Prompt.
Pick up the forum exchange about the Earth's rotation and counting sunrises where it stops, and add the next few lines.

Begin Text excerpt

On Wednesday, September 10, 2014 2:34:13 PM UTC-6, oriel36 wrote:

Do you not believe the stars come out 1461 times as it crosses four orbital
circuits because that is the only observation and value that counts ?.


The stars come out when the Sun sets, so if that's what you mean, that is true.
Some people are reminding you that if we take the Julian calendar approximation
as fact, though, Sirius rises (whether we can see the rising or not, because of
the Sun) 1465 in those four years.

The entire Western civilization,if it can now be called a civilization at
all, cannot follow the dictates of people who truly force themselves to
believe there are more rotations that sunrises/sunsets across a year and
orbit of the Earth.


- What do you think of Western civilization, Mr. Gandhi?
- I think it would be a good idea.

You don't actually think that the distant stars rotate around the Sun once a
year, which would lead to the cosmology of Tycho Brahe.

To us, the cosmology of Tycho Brahe would, however, be the logical consequence
of having the Earth rotate once every 24 hours. Rotate *means* turn once in
absolute space, not turn once relative to the primary one is orbiting.

End Text excerpt
Begin Excerpted data

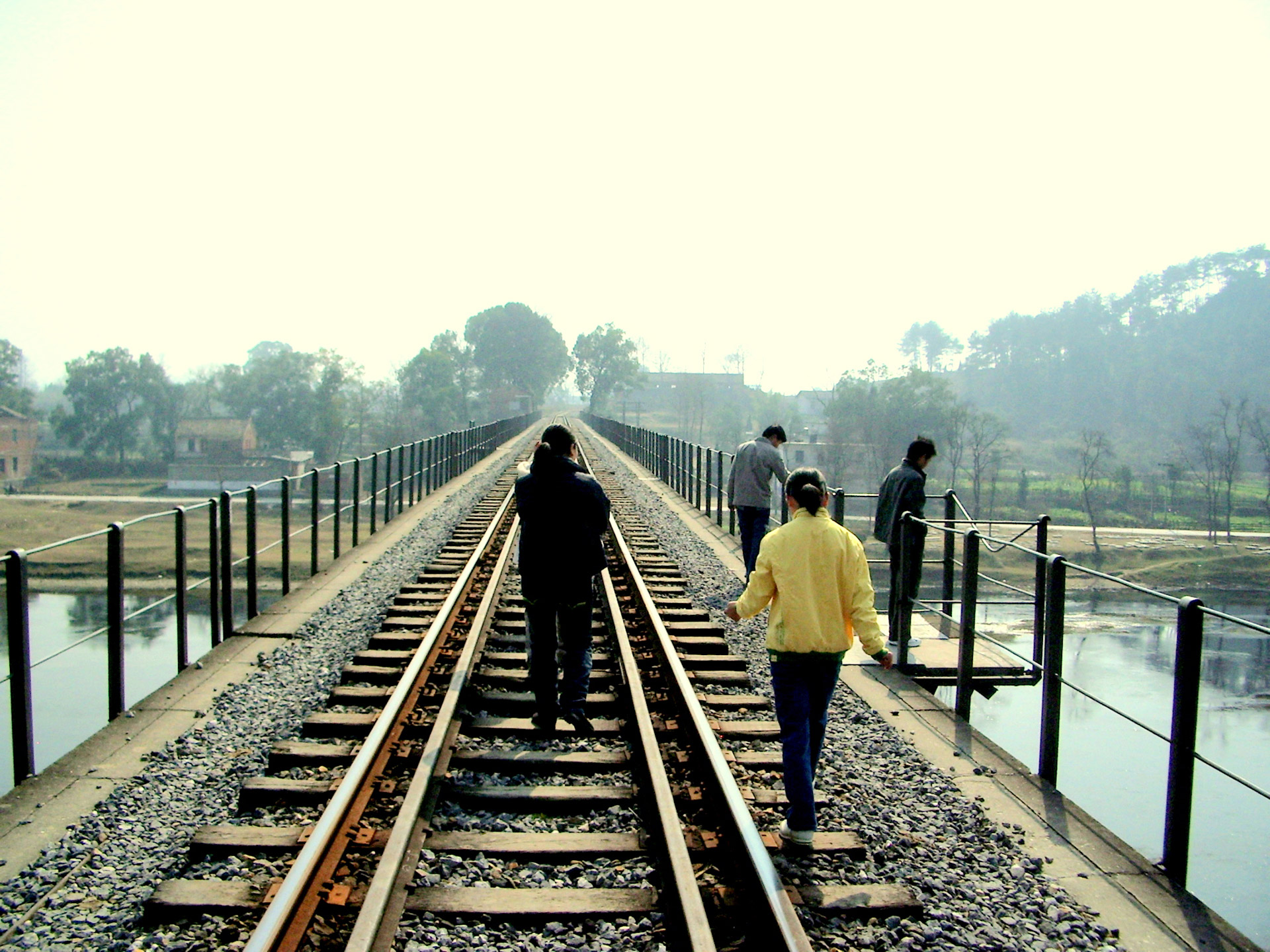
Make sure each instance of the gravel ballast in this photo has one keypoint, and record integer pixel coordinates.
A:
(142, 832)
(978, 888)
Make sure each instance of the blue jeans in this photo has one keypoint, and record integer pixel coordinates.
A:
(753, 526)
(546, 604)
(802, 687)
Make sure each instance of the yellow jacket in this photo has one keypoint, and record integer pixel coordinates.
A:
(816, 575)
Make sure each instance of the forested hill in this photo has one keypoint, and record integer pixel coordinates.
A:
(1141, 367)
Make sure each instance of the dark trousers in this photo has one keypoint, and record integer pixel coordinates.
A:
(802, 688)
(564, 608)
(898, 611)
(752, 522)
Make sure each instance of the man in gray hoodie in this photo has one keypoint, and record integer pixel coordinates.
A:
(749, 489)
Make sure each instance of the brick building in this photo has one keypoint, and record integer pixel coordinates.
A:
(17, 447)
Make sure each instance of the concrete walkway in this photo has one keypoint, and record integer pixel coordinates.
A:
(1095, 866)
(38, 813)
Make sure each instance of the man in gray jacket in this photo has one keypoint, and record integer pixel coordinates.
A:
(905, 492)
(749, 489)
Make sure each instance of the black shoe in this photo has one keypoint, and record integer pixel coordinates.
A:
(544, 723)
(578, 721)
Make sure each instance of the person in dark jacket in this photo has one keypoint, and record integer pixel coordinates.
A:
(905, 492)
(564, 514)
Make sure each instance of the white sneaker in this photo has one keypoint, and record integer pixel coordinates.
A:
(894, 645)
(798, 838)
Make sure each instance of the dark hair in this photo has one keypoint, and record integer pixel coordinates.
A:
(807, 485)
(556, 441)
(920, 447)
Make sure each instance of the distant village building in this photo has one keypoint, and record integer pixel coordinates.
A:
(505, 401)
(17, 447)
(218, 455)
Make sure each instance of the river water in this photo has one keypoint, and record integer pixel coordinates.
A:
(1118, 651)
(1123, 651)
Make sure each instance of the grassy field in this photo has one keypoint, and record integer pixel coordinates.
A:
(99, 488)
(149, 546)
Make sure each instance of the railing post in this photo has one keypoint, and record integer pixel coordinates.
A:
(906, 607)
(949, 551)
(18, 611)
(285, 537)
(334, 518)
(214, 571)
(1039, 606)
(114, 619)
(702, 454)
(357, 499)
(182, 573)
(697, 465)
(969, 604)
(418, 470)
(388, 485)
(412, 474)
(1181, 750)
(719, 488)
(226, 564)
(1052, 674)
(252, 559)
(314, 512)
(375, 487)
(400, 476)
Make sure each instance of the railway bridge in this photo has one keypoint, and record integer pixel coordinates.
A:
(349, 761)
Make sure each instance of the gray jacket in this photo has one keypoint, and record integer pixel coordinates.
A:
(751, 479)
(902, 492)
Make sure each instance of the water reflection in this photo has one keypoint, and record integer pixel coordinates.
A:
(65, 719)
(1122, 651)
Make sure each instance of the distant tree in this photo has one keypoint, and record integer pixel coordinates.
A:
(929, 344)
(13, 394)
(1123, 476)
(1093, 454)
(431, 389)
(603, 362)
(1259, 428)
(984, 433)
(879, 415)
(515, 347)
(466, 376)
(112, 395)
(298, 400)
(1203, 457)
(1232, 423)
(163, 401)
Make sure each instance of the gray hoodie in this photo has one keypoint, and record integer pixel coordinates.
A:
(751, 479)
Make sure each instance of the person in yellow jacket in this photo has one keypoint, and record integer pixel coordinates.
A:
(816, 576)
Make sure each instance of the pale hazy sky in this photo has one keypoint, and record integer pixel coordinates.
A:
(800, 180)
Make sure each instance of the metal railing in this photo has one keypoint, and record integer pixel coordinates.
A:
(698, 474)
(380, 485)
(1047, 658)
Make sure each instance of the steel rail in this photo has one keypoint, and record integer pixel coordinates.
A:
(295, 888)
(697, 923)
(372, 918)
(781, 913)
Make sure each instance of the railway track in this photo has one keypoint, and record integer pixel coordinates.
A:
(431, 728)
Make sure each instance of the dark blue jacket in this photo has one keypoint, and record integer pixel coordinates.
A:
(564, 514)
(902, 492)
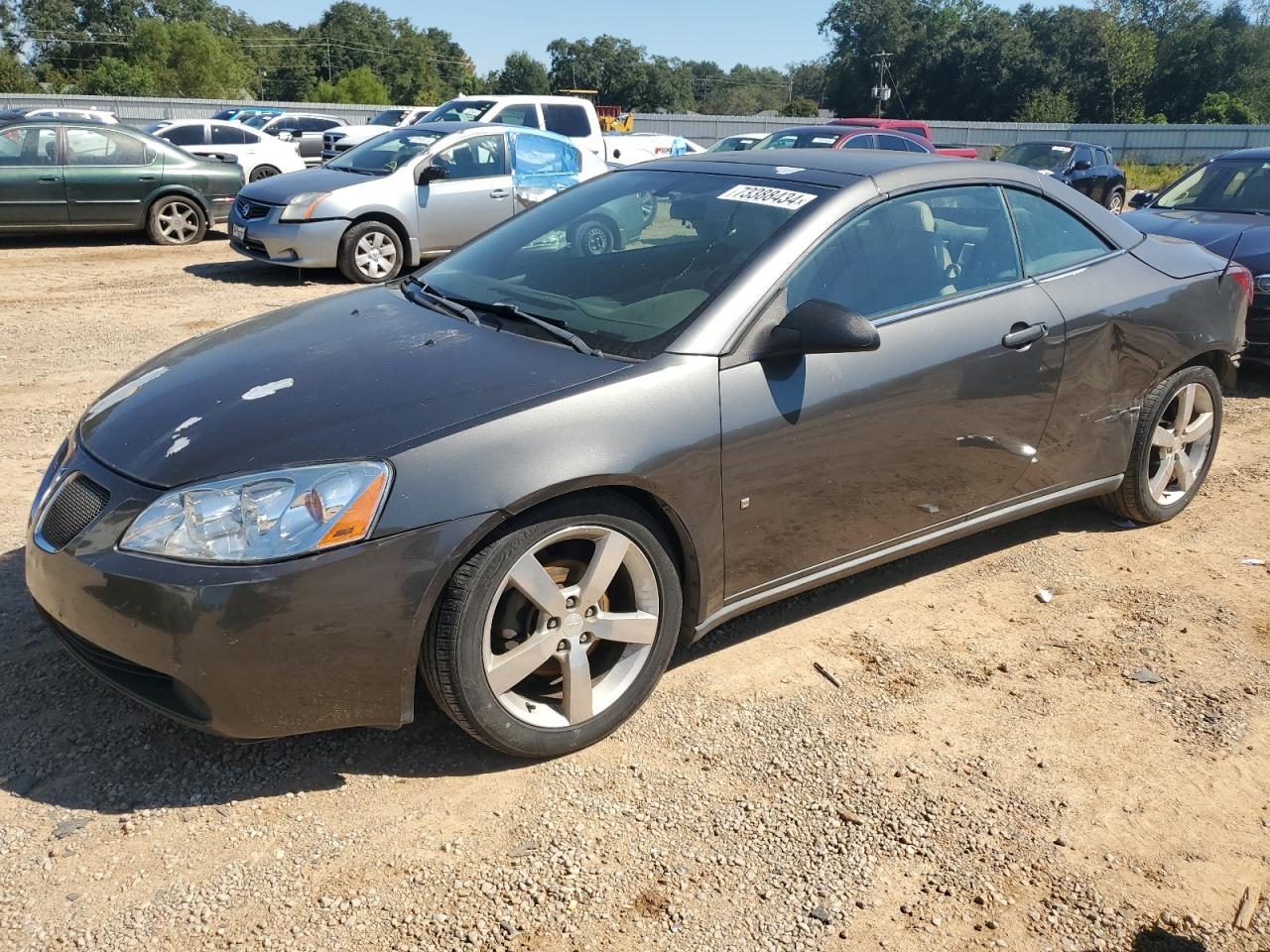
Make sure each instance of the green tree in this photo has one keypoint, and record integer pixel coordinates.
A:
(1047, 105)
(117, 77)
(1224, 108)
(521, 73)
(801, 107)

End Excerpted data
Begin Excerpted data

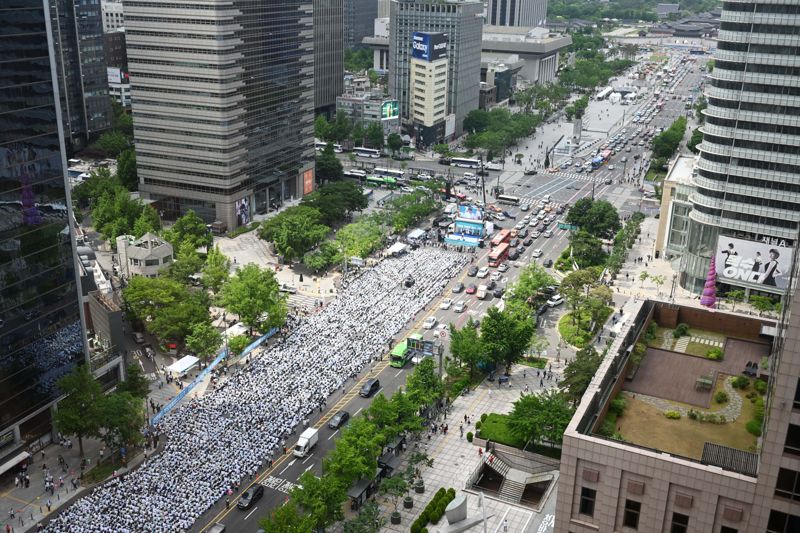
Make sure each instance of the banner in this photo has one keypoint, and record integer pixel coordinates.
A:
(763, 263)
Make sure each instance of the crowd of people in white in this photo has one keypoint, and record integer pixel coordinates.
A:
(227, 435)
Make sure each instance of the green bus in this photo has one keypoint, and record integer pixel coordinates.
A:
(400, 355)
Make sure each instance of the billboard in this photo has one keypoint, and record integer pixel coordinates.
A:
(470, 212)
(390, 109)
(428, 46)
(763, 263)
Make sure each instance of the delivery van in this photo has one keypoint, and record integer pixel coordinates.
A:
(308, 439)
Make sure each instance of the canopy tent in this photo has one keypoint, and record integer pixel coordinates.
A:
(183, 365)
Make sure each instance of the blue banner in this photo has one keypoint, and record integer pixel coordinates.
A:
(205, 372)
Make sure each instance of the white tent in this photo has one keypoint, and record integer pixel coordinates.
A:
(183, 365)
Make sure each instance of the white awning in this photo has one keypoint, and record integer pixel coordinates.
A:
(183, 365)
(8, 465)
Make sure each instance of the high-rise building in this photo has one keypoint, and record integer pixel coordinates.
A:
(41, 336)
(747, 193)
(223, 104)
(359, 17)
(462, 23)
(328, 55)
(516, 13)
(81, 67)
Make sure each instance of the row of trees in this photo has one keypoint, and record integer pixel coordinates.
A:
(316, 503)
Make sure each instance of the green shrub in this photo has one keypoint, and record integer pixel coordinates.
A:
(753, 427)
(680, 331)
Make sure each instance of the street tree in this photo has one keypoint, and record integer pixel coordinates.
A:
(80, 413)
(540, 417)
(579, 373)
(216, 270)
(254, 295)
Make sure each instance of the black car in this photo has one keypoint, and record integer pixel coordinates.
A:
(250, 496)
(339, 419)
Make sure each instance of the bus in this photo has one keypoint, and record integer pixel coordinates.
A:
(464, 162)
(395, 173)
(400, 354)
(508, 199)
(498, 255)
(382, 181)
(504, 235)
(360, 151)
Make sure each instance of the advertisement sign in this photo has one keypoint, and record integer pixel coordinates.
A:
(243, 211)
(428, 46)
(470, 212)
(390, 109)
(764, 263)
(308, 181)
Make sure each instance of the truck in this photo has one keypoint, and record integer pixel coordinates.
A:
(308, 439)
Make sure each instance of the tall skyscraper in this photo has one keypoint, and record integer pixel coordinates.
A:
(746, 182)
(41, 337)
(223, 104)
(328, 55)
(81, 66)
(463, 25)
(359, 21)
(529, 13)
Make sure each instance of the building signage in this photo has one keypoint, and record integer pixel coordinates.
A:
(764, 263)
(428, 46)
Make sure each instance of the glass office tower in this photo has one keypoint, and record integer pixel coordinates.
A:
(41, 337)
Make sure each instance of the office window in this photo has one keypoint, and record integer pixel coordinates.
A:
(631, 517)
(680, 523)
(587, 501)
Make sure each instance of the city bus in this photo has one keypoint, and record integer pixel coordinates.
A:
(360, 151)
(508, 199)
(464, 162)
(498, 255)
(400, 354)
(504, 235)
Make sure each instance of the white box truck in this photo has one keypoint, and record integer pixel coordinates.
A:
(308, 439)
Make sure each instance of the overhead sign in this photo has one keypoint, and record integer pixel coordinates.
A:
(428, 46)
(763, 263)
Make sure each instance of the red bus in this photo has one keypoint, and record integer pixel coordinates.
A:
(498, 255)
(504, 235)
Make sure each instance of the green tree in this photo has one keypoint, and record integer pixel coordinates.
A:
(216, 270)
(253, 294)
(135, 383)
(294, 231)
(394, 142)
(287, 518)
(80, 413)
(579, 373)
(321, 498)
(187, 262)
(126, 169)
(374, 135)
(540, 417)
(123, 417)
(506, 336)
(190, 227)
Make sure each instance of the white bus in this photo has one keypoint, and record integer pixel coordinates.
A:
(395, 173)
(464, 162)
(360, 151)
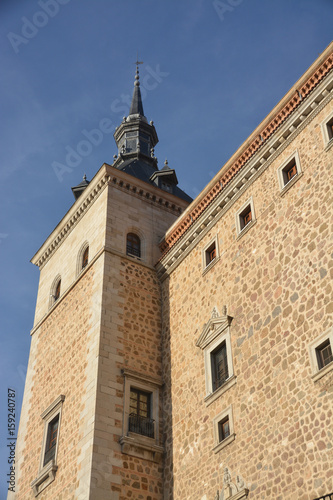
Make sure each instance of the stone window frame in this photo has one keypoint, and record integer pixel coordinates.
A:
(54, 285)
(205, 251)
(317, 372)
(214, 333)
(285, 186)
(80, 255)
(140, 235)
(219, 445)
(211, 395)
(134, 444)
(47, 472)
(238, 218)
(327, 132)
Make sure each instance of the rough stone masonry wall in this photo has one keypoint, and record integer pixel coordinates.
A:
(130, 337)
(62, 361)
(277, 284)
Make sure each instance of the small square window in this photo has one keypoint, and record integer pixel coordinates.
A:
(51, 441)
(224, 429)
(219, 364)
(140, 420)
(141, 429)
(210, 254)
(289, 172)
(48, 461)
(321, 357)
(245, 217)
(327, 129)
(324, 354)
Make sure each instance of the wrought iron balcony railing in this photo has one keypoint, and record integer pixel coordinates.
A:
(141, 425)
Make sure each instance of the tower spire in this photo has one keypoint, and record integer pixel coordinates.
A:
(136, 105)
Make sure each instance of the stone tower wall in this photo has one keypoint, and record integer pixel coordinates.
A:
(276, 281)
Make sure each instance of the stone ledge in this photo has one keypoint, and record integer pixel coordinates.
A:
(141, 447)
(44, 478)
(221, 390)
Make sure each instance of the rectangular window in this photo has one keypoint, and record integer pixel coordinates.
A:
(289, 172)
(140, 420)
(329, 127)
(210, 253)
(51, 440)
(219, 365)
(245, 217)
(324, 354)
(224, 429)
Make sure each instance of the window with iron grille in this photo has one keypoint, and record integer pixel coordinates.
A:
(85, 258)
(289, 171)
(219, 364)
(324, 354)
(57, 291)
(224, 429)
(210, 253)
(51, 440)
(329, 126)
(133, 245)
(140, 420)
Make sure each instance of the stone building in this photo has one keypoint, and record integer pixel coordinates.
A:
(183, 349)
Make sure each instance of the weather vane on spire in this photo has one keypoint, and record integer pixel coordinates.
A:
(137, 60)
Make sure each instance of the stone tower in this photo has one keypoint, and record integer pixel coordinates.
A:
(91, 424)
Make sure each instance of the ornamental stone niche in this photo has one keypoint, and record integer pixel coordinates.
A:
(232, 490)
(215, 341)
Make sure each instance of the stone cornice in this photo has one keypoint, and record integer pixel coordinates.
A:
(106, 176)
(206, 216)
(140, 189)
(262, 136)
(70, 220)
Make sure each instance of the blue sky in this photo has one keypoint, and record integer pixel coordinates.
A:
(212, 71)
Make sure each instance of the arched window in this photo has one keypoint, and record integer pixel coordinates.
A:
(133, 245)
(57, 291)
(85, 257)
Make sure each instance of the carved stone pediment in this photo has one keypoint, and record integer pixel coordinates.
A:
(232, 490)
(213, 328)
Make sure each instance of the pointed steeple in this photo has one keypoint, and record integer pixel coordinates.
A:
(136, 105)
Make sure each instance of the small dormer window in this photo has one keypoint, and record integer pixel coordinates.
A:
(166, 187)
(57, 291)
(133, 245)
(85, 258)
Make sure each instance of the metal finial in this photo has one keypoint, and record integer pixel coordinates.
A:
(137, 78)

End Excerpted data

Result of the exercise.
Even if now due to Albert Einstein we don't really believe in absolute space
any more.

Because the laws of the Earth's rotation are simpler to express relative to the
fixed stars than to the Sun, which the Earth orbits in an elliptical fashion,
and not in the plane of its equator, leading to the complexities of the
Equation of Time. A 24 hour rotation would have the Equation of Time as *part
of that rotation itself*, so such a rotation would be a compound motion, not a
simple motion.

And the Copernican system specifically came about to resolve retrogrades, to
turn the orbits of the planets other than Earth into simple motions instead of
compound ones. As was done with orbits, so must be done with rotations, that
the movements of the planets and their moons might be amenable to comprehension
and calculation.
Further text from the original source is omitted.